[Stored data]
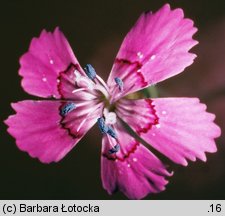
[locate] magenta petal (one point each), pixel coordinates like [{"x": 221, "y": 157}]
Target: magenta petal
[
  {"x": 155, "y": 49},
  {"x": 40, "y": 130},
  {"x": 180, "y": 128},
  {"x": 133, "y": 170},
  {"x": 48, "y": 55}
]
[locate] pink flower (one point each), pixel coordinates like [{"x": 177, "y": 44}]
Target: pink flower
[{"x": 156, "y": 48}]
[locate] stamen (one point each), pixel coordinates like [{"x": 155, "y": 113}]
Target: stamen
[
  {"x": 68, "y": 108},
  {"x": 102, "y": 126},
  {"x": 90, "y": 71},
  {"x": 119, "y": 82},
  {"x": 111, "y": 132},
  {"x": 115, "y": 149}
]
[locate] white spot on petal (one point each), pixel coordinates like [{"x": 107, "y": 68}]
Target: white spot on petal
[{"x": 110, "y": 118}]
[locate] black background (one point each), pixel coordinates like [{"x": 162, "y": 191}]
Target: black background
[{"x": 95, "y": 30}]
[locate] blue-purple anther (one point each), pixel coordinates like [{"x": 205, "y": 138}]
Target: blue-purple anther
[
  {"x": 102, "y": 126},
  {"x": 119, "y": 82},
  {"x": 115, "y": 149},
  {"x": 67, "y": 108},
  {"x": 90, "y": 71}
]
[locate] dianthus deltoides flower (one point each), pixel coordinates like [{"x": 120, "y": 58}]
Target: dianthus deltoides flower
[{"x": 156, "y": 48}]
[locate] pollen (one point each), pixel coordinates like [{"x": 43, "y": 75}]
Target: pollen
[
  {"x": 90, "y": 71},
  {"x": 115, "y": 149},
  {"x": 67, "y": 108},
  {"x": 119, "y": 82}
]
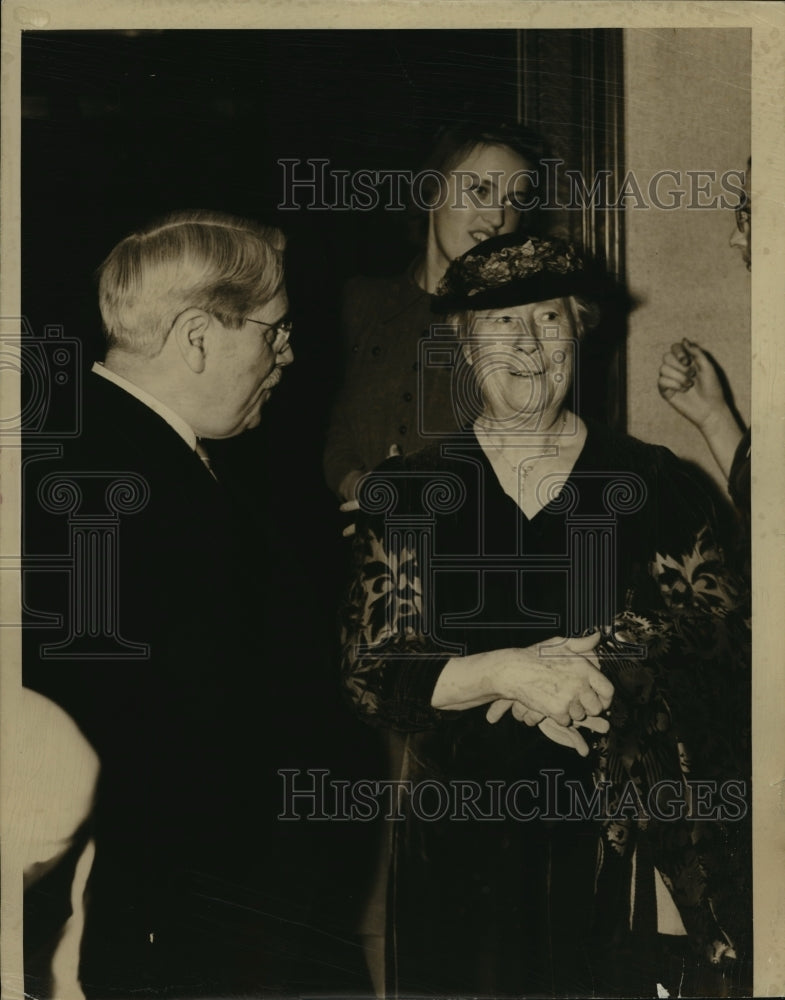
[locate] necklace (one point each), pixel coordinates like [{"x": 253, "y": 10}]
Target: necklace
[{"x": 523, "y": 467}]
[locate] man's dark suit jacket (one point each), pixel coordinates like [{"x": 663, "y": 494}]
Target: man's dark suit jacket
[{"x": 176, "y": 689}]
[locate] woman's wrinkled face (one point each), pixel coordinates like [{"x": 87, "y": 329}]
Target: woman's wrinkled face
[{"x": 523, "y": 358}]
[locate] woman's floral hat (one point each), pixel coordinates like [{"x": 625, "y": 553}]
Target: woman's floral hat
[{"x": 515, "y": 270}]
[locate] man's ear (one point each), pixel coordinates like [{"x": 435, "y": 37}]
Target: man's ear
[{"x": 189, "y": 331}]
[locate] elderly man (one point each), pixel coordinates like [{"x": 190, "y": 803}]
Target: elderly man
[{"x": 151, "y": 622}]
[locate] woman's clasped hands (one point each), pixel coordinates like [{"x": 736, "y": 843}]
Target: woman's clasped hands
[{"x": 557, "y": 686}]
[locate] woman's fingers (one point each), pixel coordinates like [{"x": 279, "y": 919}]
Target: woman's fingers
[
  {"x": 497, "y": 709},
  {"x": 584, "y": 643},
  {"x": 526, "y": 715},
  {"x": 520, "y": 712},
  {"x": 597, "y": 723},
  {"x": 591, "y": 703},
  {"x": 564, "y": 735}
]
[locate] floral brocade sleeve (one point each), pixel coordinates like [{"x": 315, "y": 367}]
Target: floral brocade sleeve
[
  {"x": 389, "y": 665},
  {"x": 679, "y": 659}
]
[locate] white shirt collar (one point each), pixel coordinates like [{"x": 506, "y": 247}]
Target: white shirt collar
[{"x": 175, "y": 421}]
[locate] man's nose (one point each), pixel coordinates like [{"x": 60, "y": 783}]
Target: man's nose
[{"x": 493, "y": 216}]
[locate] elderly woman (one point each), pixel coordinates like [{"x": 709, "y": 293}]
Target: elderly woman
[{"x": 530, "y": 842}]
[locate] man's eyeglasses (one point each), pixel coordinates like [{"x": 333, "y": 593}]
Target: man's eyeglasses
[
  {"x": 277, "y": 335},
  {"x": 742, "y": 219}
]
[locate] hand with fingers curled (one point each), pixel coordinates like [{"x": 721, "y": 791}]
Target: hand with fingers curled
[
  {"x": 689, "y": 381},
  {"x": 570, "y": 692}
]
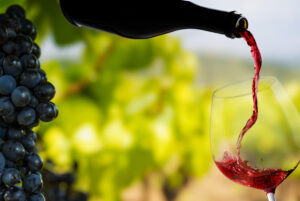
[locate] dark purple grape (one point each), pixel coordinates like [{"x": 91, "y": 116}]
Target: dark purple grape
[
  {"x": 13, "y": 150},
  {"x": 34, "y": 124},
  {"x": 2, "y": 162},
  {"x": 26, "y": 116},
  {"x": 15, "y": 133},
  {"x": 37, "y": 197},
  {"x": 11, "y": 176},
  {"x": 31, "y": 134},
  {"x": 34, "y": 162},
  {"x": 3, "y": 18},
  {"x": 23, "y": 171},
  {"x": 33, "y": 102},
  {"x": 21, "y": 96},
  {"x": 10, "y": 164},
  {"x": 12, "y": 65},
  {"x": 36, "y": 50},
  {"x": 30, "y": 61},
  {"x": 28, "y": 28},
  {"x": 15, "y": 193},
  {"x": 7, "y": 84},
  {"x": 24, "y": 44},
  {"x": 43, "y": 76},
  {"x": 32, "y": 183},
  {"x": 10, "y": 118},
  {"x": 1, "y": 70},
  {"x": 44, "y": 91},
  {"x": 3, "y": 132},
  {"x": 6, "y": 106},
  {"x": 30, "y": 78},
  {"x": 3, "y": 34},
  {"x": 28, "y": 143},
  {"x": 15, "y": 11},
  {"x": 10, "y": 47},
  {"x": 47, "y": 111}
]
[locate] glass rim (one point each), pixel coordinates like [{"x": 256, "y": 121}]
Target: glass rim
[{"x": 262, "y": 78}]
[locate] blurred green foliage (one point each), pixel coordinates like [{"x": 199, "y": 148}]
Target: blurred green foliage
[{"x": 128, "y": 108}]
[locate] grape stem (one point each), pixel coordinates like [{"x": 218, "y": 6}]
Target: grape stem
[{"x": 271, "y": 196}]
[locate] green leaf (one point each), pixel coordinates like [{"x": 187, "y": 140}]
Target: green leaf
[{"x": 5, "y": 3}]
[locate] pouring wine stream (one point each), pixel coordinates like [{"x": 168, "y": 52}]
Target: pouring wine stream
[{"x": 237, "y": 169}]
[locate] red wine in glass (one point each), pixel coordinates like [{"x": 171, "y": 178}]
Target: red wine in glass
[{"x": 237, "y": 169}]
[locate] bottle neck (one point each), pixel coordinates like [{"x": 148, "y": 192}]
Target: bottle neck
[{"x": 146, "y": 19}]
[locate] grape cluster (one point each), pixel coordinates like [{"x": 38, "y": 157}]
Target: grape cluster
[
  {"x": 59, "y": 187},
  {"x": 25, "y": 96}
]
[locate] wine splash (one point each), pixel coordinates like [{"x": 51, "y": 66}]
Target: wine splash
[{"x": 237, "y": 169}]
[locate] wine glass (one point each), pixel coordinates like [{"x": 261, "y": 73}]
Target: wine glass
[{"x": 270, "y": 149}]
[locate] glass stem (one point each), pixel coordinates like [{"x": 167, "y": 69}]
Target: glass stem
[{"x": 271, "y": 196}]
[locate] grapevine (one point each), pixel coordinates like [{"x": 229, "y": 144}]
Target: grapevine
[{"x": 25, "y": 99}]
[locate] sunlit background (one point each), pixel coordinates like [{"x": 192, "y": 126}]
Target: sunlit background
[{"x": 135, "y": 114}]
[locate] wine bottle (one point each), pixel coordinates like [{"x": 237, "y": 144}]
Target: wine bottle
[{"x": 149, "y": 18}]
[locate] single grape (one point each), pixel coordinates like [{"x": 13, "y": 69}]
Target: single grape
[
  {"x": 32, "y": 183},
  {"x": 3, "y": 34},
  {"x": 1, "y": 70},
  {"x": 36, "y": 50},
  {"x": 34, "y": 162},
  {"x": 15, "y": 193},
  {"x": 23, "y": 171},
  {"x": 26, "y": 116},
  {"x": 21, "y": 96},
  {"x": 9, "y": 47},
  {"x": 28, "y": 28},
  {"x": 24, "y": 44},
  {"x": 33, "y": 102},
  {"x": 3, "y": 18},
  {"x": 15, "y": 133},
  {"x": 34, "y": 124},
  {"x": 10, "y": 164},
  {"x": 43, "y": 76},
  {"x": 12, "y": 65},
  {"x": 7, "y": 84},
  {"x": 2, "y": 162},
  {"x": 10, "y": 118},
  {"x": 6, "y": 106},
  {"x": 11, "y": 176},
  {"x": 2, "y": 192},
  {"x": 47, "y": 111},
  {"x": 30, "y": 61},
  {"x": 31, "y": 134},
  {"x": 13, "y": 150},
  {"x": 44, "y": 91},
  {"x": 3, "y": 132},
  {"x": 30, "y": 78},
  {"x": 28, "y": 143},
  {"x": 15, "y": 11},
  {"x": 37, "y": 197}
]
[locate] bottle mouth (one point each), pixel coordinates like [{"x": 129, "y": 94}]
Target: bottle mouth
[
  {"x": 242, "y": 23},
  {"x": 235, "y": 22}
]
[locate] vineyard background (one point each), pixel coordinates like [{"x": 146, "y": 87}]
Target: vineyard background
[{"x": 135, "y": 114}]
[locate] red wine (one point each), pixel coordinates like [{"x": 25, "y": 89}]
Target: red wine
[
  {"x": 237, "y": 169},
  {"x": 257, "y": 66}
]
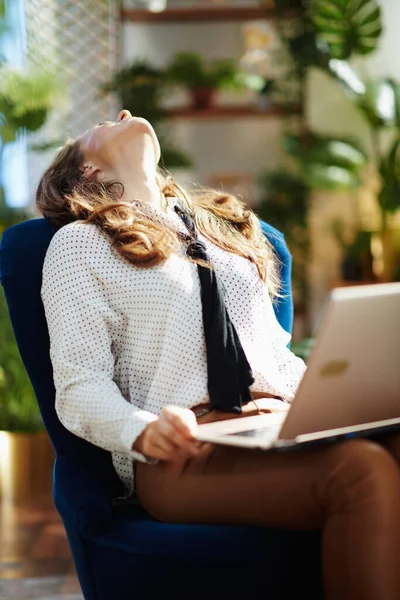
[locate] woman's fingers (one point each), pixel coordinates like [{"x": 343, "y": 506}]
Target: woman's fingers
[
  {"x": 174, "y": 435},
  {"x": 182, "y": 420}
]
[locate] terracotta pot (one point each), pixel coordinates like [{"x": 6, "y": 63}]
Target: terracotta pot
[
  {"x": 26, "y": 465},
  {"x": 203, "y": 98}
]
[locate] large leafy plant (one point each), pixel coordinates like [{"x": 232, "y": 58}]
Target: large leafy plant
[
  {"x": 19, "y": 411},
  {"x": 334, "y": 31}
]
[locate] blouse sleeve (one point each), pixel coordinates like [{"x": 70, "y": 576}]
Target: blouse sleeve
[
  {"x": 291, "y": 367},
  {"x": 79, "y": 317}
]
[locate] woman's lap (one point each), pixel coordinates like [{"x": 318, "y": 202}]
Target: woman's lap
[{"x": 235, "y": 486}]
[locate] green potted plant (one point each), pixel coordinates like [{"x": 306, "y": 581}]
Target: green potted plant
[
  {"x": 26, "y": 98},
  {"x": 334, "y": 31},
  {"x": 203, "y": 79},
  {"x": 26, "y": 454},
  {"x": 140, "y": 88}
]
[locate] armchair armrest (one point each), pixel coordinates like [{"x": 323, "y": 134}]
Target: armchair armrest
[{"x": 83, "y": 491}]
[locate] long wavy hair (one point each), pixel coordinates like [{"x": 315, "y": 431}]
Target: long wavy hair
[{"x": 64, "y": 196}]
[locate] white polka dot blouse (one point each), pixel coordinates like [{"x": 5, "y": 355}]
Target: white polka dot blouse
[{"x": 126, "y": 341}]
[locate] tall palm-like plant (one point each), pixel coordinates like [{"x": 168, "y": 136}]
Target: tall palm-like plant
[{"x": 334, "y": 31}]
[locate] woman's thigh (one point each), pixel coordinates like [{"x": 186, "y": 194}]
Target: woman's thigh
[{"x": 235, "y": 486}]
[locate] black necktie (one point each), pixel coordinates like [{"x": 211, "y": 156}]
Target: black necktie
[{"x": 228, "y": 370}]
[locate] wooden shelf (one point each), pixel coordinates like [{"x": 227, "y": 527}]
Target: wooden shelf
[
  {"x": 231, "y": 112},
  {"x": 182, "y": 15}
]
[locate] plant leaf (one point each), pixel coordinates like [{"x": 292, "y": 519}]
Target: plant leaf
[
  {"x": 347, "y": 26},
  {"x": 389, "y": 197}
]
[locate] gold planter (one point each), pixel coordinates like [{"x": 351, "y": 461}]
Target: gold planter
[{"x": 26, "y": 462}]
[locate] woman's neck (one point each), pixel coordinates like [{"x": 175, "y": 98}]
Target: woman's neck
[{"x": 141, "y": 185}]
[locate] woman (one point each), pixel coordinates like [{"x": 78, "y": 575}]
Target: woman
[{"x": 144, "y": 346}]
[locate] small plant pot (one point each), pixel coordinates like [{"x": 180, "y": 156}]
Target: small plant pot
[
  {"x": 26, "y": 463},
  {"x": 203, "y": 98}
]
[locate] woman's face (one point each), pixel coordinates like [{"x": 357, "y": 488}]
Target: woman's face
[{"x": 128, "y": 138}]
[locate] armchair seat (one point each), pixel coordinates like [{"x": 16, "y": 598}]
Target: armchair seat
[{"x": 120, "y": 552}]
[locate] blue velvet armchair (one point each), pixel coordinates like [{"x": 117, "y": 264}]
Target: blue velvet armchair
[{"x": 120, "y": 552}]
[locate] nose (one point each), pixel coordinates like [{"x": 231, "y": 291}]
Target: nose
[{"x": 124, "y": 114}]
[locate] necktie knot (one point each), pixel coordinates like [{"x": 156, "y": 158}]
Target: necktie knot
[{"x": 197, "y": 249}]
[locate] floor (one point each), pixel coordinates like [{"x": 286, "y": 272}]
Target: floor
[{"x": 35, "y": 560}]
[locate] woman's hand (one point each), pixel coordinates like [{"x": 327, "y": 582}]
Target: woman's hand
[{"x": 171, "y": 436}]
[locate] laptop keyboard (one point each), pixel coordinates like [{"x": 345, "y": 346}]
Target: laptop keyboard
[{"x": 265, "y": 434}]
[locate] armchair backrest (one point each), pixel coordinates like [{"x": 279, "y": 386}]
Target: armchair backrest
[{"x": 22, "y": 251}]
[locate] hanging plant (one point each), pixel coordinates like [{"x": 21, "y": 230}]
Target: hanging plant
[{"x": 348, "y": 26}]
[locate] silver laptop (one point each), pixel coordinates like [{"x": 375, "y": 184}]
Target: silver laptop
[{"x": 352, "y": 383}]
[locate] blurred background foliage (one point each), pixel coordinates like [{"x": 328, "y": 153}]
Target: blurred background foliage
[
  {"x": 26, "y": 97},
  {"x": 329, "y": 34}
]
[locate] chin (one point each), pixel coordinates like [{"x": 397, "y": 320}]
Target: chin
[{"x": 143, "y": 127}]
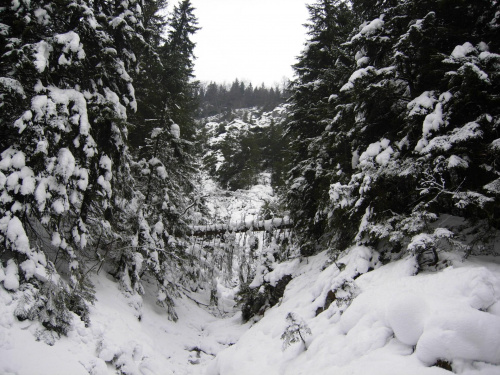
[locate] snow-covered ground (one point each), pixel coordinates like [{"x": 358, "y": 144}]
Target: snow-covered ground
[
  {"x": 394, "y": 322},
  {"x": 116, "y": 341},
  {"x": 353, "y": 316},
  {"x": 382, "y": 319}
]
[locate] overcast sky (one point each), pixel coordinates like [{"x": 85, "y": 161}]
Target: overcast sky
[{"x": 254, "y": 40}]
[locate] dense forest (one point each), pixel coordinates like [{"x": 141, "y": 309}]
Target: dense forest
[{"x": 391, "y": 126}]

• _What this task involves_
Print each line from the one containing "[locate] necktie knot" through the last line of the listing, both included, exactly and with no pictures.

• _Exercise response_
[locate] necktie knot (one point each), pixel coordinates like [{"x": 156, "y": 158}]
Target: necktie knot
[{"x": 197, "y": 249}]
[locate] floor (one point each), pixel coordinates like [{"x": 286, "y": 272}]
Target: floor
[{"x": 35, "y": 560}]
[locate] woman's hand (one point each), pixel coordinates like [{"x": 327, "y": 582}]
Target: woman's hand
[{"x": 171, "y": 436}]
[locate] laptop keyboard (one point each), pixel coordinates like [{"x": 345, "y": 346}]
Target: laptop keyboard
[{"x": 265, "y": 434}]
[locate] armchair backrest (one point each), pixel coordinates like [{"x": 279, "y": 386}]
Target: armchair backrest
[{"x": 22, "y": 251}]
[locate] hanging plant (one point each), pixel coordinates like [{"x": 21, "y": 230}]
Target: hanging plant
[{"x": 348, "y": 26}]
[locate] silver laptop (one point each), pixel coordinates like [{"x": 375, "y": 184}]
Target: silver laptop
[{"x": 352, "y": 383}]
[locate] blurred background foliage (one point each), pixel coordinates like [{"x": 328, "y": 153}]
Target: blurred background foliage
[
  {"x": 26, "y": 97},
  {"x": 329, "y": 34}
]
[locate] chin (one point each), pixel coordinates like [{"x": 397, "y": 320}]
Target: chin
[{"x": 143, "y": 127}]
[locate] snow-covered ground (one point each), pixel coordinates like [{"x": 358, "y": 144}]
Target: snow-covered ground
[
  {"x": 394, "y": 322},
  {"x": 116, "y": 341},
  {"x": 353, "y": 316},
  {"x": 382, "y": 319}
]
[locate] overcast sky (one point each), pixel coordinates like [{"x": 85, "y": 161}]
Target: overcast sky
[{"x": 254, "y": 40}]
[locate] dense forest (one point each), pixel coordinates like [{"x": 141, "y": 309}]
Target: dense forest
[{"x": 391, "y": 126}]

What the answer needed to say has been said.